### Directive
Output, word for word, the part of the material that opens with the line containing "Each instance of the white column" and runs through the end of the material. Leave the pictures out of your answer.

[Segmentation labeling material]
··········

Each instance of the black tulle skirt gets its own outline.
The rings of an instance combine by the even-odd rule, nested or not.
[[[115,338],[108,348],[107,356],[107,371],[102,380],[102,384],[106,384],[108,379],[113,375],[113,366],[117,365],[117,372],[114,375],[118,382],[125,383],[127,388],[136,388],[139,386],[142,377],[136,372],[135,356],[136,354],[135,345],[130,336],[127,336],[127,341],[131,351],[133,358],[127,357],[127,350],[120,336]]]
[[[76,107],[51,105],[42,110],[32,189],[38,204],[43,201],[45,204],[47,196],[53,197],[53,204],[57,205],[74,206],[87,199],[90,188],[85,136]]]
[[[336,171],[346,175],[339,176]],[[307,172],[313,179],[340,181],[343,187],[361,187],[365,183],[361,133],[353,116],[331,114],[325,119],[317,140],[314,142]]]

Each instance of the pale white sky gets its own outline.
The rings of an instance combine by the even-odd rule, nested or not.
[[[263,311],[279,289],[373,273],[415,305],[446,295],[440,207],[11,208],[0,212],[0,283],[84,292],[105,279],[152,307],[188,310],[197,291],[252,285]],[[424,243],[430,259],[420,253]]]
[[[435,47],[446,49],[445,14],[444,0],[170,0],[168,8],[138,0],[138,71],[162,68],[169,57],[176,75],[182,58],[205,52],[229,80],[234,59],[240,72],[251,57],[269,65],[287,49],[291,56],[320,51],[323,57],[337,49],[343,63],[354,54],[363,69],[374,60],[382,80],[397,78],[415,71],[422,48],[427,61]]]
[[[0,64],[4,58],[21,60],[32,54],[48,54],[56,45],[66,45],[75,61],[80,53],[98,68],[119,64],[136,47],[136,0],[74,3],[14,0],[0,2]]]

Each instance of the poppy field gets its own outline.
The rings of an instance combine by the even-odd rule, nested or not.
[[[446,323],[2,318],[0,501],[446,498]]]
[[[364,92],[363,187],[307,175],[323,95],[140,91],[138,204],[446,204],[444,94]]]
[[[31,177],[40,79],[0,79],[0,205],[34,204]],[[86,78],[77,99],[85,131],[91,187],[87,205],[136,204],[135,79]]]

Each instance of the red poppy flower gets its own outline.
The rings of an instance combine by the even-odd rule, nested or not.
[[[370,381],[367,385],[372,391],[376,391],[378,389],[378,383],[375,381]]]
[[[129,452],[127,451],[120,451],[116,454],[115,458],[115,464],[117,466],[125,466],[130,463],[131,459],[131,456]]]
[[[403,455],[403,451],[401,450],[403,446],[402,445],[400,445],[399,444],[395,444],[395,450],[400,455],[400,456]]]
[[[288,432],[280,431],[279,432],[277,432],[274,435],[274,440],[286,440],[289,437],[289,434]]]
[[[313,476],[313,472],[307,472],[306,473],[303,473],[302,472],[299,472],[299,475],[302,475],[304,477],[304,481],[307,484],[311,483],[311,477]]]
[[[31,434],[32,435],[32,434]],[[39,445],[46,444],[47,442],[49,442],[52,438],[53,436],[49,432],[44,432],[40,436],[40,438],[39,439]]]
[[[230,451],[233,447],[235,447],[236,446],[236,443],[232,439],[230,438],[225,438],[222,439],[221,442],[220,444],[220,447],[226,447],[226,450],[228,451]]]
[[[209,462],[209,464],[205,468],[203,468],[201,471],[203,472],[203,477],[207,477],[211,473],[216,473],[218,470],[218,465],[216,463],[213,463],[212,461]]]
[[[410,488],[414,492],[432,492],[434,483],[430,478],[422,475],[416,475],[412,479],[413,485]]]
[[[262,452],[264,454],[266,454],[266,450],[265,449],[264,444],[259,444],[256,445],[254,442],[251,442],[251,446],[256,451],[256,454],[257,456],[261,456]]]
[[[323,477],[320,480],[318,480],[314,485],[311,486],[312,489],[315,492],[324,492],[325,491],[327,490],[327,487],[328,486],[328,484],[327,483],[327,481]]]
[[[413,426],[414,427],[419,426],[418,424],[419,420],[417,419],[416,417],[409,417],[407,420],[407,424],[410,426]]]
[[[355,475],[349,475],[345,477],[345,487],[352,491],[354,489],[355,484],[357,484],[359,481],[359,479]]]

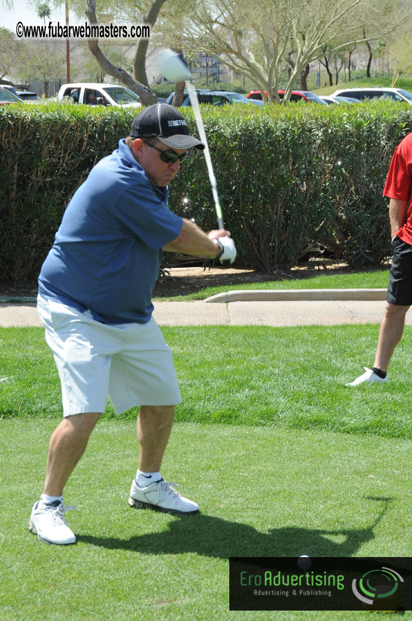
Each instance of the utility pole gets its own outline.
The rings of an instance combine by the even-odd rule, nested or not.
[[[67,26],[68,35],[69,34],[69,0],[65,0],[66,2],[66,25]],[[67,73],[67,83],[70,83],[70,42],[69,38],[66,39],[66,68]]]

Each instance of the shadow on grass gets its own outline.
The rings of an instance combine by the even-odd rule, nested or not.
[[[322,530],[289,527],[259,532],[253,527],[198,514],[177,517],[161,533],[123,540],[78,535],[78,541],[110,550],[144,554],[197,554],[227,559],[230,556],[352,556],[375,537],[374,529],[393,499],[368,497],[383,502],[374,522],[366,528]]]

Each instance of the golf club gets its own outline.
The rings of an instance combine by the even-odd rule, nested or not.
[[[205,127],[203,124],[203,119],[202,119],[202,115],[200,114],[200,108],[199,104],[197,94],[194,84],[189,81],[192,77],[190,72],[179,56],[179,54],[176,53],[175,52],[172,52],[171,50],[165,50],[163,52],[163,55],[160,61],[160,68],[163,76],[167,79],[172,80],[174,81],[186,81],[186,88],[187,89],[187,91],[189,93],[189,96],[190,100],[190,103],[192,104],[192,108],[195,116],[196,125],[197,125],[197,130],[199,134],[200,138],[205,145],[204,153],[205,154],[205,159],[206,160],[206,166],[207,166],[209,181],[210,181],[210,185],[212,186],[212,193],[213,194],[213,201],[215,201],[215,209],[216,209],[216,215],[217,215],[218,227],[219,229],[224,229],[225,224],[223,223],[223,218],[222,213],[222,207],[220,207],[220,201],[219,201],[219,196],[217,193],[216,177],[215,176],[213,166],[212,165],[210,153],[209,152],[207,138],[206,138],[206,134],[205,132]]]

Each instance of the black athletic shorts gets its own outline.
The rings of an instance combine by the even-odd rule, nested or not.
[[[392,242],[393,256],[389,274],[387,300],[391,304],[412,304],[412,246],[396,237]]]

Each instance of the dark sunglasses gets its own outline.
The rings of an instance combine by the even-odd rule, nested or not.
[[[143,140],[145,142],[145,140]],[[158,148],[155,147],[154,145],[151,145],[150,142],[145,142],[145,145],[150,147],[152,149],[156,149],[160,153],[159,157],[162,161],[165,161],[166,164],[174,164],[175,161],[179,160],[179,161],[183,161],[187,157],[187,154],[189,151],[186,151],[185,153],[182,153],[181,155],[178,155],[177,153],[173,153],[172,151],[163,151],[162,149]]]

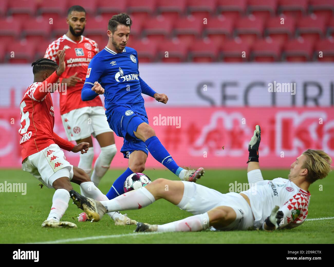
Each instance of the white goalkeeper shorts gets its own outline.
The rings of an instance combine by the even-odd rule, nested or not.
[[[245,230],[254,229],[254,218],[251,207],[242,196],[231,192],[222,194],[216,190],[195,183],[182,181],[184,185],[183,197],[178,206],[194,215],[207,212],[217,207],[225,206],[235,212],[235,220],[220,230]]]
[[[75,141],[93,135],[113,132],[109,127],[102,106],[84,107],[73,109],[61,115],[67,139]]]
[[[67,161],[58,145],[52,144],[30,155],[22,163],[22,169],[30,173],[49,188],[59,178],[73,178],[73,166]]]

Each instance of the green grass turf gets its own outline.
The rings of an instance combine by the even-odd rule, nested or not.
[[[102,179],[100,188],[106,193],[113,182],[123,171],[112,170]],[[78,223],[75,218],[81,211],[70,201],[62,220],[76,223],[76,229],[44,229],[42,223],[48,214],[51,204],[52,189],[40,190],[39,181],[28,173],[20,170],[1,170],[0,183],[26,183],[27,193],[0,193],[0,243],[51,242],[61,239],[86,237],[127,234],[68,243],[334,243],[334,219],[306,221],[290,230],[272,233],[256,230],[213,232],[169,233],[158,234],[134,234],[134,225],[115,226],[105,216],[98,223]],[[277,177],[286,178],[286,170],[264,170],[265,179]],[[145,173],[152,180],[164,178],[177,180],[167,170],[148,170]],[[312,195],[308,218],[334,216],[334,172],[317,181],[310,189]],[[244,170],[207,170],[205,176],[197,182],[222,193],[228,191],[229,184],[247,182]],[[319,190],[322,185],[322,191]],[[74,185],[78,190],[79,187]],[[182,219],[191,215],[164,200],[160,200],[139,210],[128,211],[129,217],[142,222],[162,224]],[[74,218],[73,218],[74,217]],[[130,235],[129,235],[130,234]]]

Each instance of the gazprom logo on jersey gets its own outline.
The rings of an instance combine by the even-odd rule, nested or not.
[[[132,81],[134,80],[139,80],[139,79],[138,78],[138,74],[133,74],[125,75],[124,75],[123,70],[121,68],[119,68],[118,69],[120,71],[116,73],[115,75],[115,79],[117,81],[125,82],[126,81]],[[119,78],[122,79],[123,79],[123,80],[120,81],[118,79]]]

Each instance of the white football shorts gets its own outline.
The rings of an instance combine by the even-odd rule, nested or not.
[[[61,115],[67,139],[75,141],[107,132],[113,132],[103,107],[84,107]]]
[[[42,150],[30,155],[22,163],[22,169],[30,173],[49,188],[61,177],[73,178],[73,166],[67,161],[63,151],[52,144]]]
[[[235,220],[219,230],[245,230],[254,229],[254,217],[251,207],[238,193],[222,194],[214,189],[192,182],[182,181],[184,184],[183,196],[178,206],[195,215],[207,212],[221,206],[232,208],[236,214]]]

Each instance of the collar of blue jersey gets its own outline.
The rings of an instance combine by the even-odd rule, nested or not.
[[[70,42],[71,42],[72,43],[74,43],[74,44],[79,44],[79,43],[80,43],[81,42],[82,42],[82,40],[84,40],[84,36],[83,36],[83,35],[81,35],[81,40],[80,40],[80,42],[79,42],[78,43],[77,43],[76,42],[74,42],[73,40],[71,40],[71,39],[70,39],[69,37],[68,37],[67,36],[66,36],[66,34],[64,34],[63,35],[63,37],[67,41],[69,41]]]
[[[114,51],[113,51],[110,48],[108,48],[108,47],[107,47],[106,46],[105,47],[105,49],[106,51],[109,52],[111,54],[112,54],[113,55],[116,55],[117,54],[117,53],[116,53],[116,52],[115,52]],[[122,51],[122,52],[126,52],[126,51],[125,51],[125,47],[124,49],[123,49],[123,51]]]

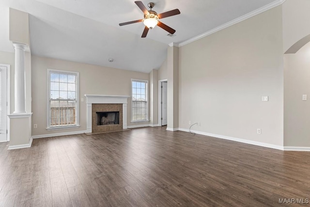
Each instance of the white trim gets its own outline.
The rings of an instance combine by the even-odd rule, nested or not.
[[[127,127],[128,128],[139,128],[140,127],[150,127],[150,125],[146,124],[146,125],[142,125],[127,126]]]
[[[132,120],[132,81],[140,81],[140,82],[146,82],[146,88],[145,90],[145,93],[146,93],[146,120]],[[149,81],[148,80],[142,80],[139,79],[131,79],[131,81],[130,81],[130,101],[131,103],[131,109],[130,109],[130,121],[131,122],[148,122],[150,121],[149,120]]]
[[[168,128],[167,127],[166,130],[167,130],[167,131],[178,131],[179,129],[179,128]]]
[[[68,129],[69,128],[79,128],[80,126],[68,126],[65,127],[51,127],[49,128],[46,128],[46,129],[48,131],[52,131],[53,130],[59,130],[59,129]]]
[[[277,0],[275,1],[271,2],[268,4],[267,4],[266,5],[265,5],[262,7],[261,7],[258,9],[256,9],[256,10],[254,10],[249,13],[248,13],[246,15],[245,15],[243,16],[236,18],[232,21],[230,21],[227,23],[222,24],[217,27],[216,27],[214,29],[209,30],[209,31],[206,32],[205,32],[202,33],[202,34],[200,34],[198,36],[196,36],[196,37],[189,39],[185,41],[184,42],[182,42],[181,43],[179,43],[178,45],[178,46],[176,46],[176,45],[173,45],[173,46],[176,46],[176,47],[184,46],[192,42],[195,41],[200,39],[201,39],[205,36],[207,36],[211,34],[213,34],[213,33],[216,32],[217,32],[219,31],[220,30],[222,30],[225,28],[226,28],[235,24],[240,22],[249,18],[253,17],[264,12],[265,12],[267,10],[272,9],[274,7],[275,7],[277,6],[282,4],[283,3],[284,3],[284,1],[285,1],[285,0]],[[169,46],[170,46],[170,44],[169,45]]]
[[[180,131],[186,131],[186,132],[189,132],[188,131],[188,129],[185,129],[185,128],[179,128],[179,130]],[[203,132],[202,131],[195,131],[195,130],[191,130],[191,131],[194,132],[196,134],[201,134],[202,135],[204,135],[204,136],[208,136],[209,137],[215,137],[217,138],[220,138],[220,139],[223,139],[224,140],[230,140],[232,141],[234,141],[234,142],[237,142],[239,143],[247,143],[247,144],[252,144],[252,145],[255,145],[256,146],[263,146],[264,147],[267,147],[267,148],[271,148],[272,149],[279,149],[280,150],[283,150],[283,146],[280,146],[280,145],[275,145],[275,144],[269,144],[268,143],[261,143],[260,142],[256,142],[256,141],[251,141],[251,140],[244,140],[243,139],[239,139],[239,138],[236,138],[234,137],[228,137],[227,136],[223,136],[223,135],[219,135],[218,134],[211,134],[210,133],[207,133],[207,132]]]
[[[131,123],[139,123],[142,122],[149,122],[150,120],[141,120],[141,121],[131,121]]]
[[[10,119],[19,119],[20,118],[29,118],[32,115],[32,113],[12,113],[8,115]]]
[[[46,106],[46,113],[47,113],[47,120],[46,120],[46,129],[49,129],[51,128],[51,127],[49,126],[49,124],[50,124],[50,122],[49,122],[49,113],[50,113],[50,72],[54,72],[55,73],[60,73],[60,74],[65,74],[65,75],[70,75],[70,74],[72,74],[72,75],[74,75],[76,76],[77,77],[77,83],[76,83],[76,94],[77,94],[77,108],[76,109],[76,114],[77,116],[77,122],[76,122],[76,126],[78,127],[79,126],[79,72],[76,72],[76,71],[69,71],[69,70],[56,70],[56,69],[50,69],[50,68],[47,68],[47,73],[46,73],[46,76],[47,76],[47,92],[46,94],[47,95],[47,96],[46,96],[46,97],[47,98],[47,106]],[[72,126],[70,126],[70,127],[72,127]],[[59,127],[59,129],[61,129],[62,128],[63,128],[61,127]]]
[[[87,133],[87,130],[70,131],[69,132],[55,133],[54,134],[42,134],[40,135],[33,135],[31,137],[32,139],[46,138],[47,137],[59,137],[60,136],[73,135],[74,134],[83,134]]]
[[[8,64],[0,64],[0,66],[6,67],[6,114],[11,114],[11,65]],[[8,116],[6,119],[6,129],[8,131],[6,134],[6,141],[10,141],[10,118]]]
[[[21,149],[23,148],[30,147],[32,143],[32,138],[31,137],[30,138],[30,140],[29,140],[29,143],[28,143],[28,144],[10,145],[9,146],[9,147],[8,147],[8,150]]]
[[[158,127],[162,127],[161,122],[161,82],[167,81],[168,82],[168,79],[162,79],[158,80]]]
[[[93,95],[85,94],[86,97],[87,133],[93,130],[93,104],[123,104],[123,128],[127,128],[127,99],[129,96]]]
[[[284,151],[310,151],[310,147],[303,146],[285,146]]]
[[[175,42],[171,42],[168,45],[169,47],[177,47],[178,48],[180,47],[178,44],[175,43]]]

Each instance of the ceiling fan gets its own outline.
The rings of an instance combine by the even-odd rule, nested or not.
[[[145,27],[144,28],[144,30],[142,33],[141,37],[145,37],[147,34],[147,32],[149,32],[149,30],[154,28],[156,25],[163,29],[170,34],[173,34],[175,32],[175,30],[163,23],[160,22],[158,21],[158,19],[181,14],[178,9],[174,9],[169,11],[169,12],[157,14],[156,12],[152,10],[152,9],[154,7],[154,3],[150,2],[147,5],[150,9],[149,11],[148,11],[144,6],[142,1],[135,1],[135,3],[136,3],[136,4],[137,4],[144,14],[144,18],[135,21],[121,23],[120,24],[120,26],[124,26],[134,23],[140,22],[141,21],[143,22],[144,25],[145,25]]]

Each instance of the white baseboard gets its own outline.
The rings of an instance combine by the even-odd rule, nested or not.
[[[180,131],[189,132],[188,129],[185,128],[179,128],[179,130]],[[191,131],[194,132],[198,134],[201,134],[202,135],[208,136],[209,137],[216,137],[217,138],[223,139],[224,140],[230,140],[232,141],[238,142],[239,143],[245,143],[249,144],[255,145],[256,146],[263,146],[264,147],[271,148],[272,149],[279,149],[280,150],[283,150],[283,146],[278,145],[275,144],[269,144],[268,143],[261,143],[260,142],[253,141],[251,140],[245,140],[243,139],[236,138],[234,137],[228,137],[227,136],[219,135],[218,134],[211,134],[210,133],[203,132],[199,131],[191,130]]]
[[[168,128],[167,127],[166,130],[167,130],[167,131],[178,131],[179,129],[179,128]]]
[[[303,146],[285,146],[284,150],[310,151],[310,147]]]
[[[10,145],[9,146],[9,147],[8,147],[8,150],[21,149],[22,148],[30,147],[32,143],[32,138],[31,137],[30,138],[30,140],[29,140],[29,143],[28,143],[28,144]]]
[[[68,132],[55,133],[54,134],[42,134],[41,135],[34,135],[31,137],[33,139],[46,138],[47,137],[58,137],[59,136],[71,135],[73,134],[83,134],[87,133],[87,130],[70,131]]]
[[[142,125],[127,126],[127,127],[128,128],[139,128],[140,127],[150,127],[150,125],[146,124],[146,125]]]

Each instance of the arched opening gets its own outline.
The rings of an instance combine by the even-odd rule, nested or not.
[[[306,44],[310,42],[310,34],[308,35],[303,38],[300,39],[296,43],[291,46],[289,49],[286,50],[284,54],[294,54],[297,52],[301,48],[304,47]]]
[[[284,146],[310,147],[310,35],[284,55]]]

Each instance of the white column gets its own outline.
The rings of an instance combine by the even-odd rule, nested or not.
[[[26,111],[25,85],[25,44],[13,42],[15,49],[15,108],[13,113],[24,113]]]
[[[123,104],[123,128],[127,128],[127,104]]]

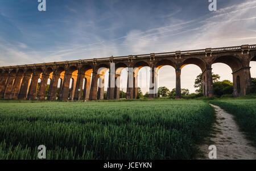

··········

### Written reply
Each instance of the white column gets its own outline.
The rings of an instance combine by the even-odd rule, nested or not.
[[[26,111],[25,85],[25,44],[13,42],[15,49],[15,108],[13,113],[24,113]]]
[[[123,104],[123,128],[127,128],[127,104]]]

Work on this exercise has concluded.